Exercise:
Turn the lines of the records into a JSON list of strings, one string per line and skipping blank lines. Start at the line containing "Expected: for every instance of the white" and end with the last line of the records.

Excerpts of pointing data:
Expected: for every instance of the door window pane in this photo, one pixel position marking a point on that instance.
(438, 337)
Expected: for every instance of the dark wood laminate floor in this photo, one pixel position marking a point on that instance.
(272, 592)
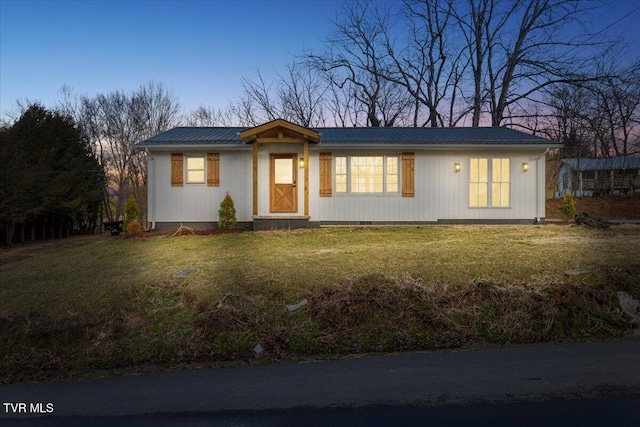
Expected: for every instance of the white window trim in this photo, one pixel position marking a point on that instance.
(490, 182)
(384, 192)
(204, 169)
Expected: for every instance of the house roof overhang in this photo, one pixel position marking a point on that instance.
(279, 131)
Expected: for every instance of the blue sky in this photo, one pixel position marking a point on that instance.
(199, 49)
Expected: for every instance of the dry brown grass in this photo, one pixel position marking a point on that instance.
(64, 314)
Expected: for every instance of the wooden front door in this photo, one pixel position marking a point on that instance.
(282, 185)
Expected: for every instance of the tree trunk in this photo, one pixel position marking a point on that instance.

Response to the exercise:
[
  "Expected: for every instance of the white window trim in this photo, one pixel position marking a point on that instance.",
  "(490, 182)",
  "(384, 192)",
  "(204, 169)",
  "Expected: for every instance of the house roof overhang in this photo, one pixel position marking a point on that instance.",
  "(279, 131)",
  "Expected: for every instance of the blue sky in this photo, one pixel position marking a point on that instance.",
  "(199, 49)",
  "Expected: for every instance of the dry brown grass in this photo, one pixel position marking a point on that instance.",
  "(64, 314)",
  "Expected: for every instance of the wooden front door in this photo, one pixel position marking a point on that instance.",
  "(282, 185)",
  "Expected: for every instance of the tree trunk in this photo, one pixel position marking a point on that instance."
]